:: THE RECORDS ::

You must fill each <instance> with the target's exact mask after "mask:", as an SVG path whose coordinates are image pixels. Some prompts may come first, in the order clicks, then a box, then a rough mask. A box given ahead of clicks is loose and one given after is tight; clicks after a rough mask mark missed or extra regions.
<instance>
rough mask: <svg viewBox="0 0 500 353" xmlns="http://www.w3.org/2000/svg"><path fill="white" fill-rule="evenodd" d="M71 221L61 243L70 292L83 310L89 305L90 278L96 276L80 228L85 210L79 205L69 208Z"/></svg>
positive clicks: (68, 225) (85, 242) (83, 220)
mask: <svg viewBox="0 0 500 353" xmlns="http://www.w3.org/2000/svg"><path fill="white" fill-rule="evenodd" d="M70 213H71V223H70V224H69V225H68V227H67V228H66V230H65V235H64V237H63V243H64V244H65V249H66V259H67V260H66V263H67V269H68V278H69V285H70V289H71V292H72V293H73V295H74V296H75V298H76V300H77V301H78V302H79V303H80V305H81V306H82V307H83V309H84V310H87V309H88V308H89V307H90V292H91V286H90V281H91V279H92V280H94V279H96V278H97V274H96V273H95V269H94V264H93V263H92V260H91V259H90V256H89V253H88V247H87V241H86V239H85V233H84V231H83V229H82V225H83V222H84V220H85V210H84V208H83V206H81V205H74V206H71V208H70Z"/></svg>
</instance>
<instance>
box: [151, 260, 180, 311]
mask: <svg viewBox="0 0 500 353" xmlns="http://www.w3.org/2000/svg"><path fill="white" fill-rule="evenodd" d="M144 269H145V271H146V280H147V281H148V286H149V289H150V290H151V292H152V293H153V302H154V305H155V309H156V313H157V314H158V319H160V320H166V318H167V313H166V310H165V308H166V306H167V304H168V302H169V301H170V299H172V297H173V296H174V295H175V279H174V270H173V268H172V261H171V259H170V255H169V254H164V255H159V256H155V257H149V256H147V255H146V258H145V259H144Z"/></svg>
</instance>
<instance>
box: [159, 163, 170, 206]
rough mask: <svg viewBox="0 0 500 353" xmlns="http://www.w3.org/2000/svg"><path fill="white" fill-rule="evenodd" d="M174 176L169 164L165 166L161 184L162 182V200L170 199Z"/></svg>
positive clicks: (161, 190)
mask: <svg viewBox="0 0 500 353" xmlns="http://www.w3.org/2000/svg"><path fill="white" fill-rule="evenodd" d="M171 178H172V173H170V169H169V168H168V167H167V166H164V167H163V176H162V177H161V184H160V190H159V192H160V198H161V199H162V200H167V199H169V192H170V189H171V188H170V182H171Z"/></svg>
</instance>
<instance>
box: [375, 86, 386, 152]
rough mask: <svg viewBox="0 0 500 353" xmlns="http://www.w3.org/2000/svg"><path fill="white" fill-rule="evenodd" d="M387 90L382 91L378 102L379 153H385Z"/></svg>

:::

What is needed is every line of the records that contains the word "rough".

▶ _THE COMPLETED TASK_
You must fill each <instance> with the target's exact mask after "mask:", as an SVG path whose coordinates are image pixels. Some prompts may come first, in the order clicks, then a box, then a rough mask. A box given ahead of clicks is loose and one given after is tight; clicks after a rough mask mark missed or extra regions.
rough mask: <svg viewBox="0 0 500 353" xmlns="http://www.w3.org/2000/svg"><path fill="white" fill-rule="evenodd" d="M71 221L61 243L70 292L83 310L89 305L90 278L96 276L80 228L85 210L79 205L69 208Z"/></svg>
rough mask: <svg viewBox="0 0 500 353" xmlns="http://www.w3.org/2000/svg"><path fill="white" fill-rule="evenodd" d="M174 176L169 164L165 166L161 184L162 182V200L170 199Z"/></svg>
rough mask: <svg viewBox="0 0 500 353" xmlns="http://www.w3.org/2000/svg"><path fill="white" fill-rule="evenodd" d="M387 90L382 91L378 102L379 153H385Z"/></svg>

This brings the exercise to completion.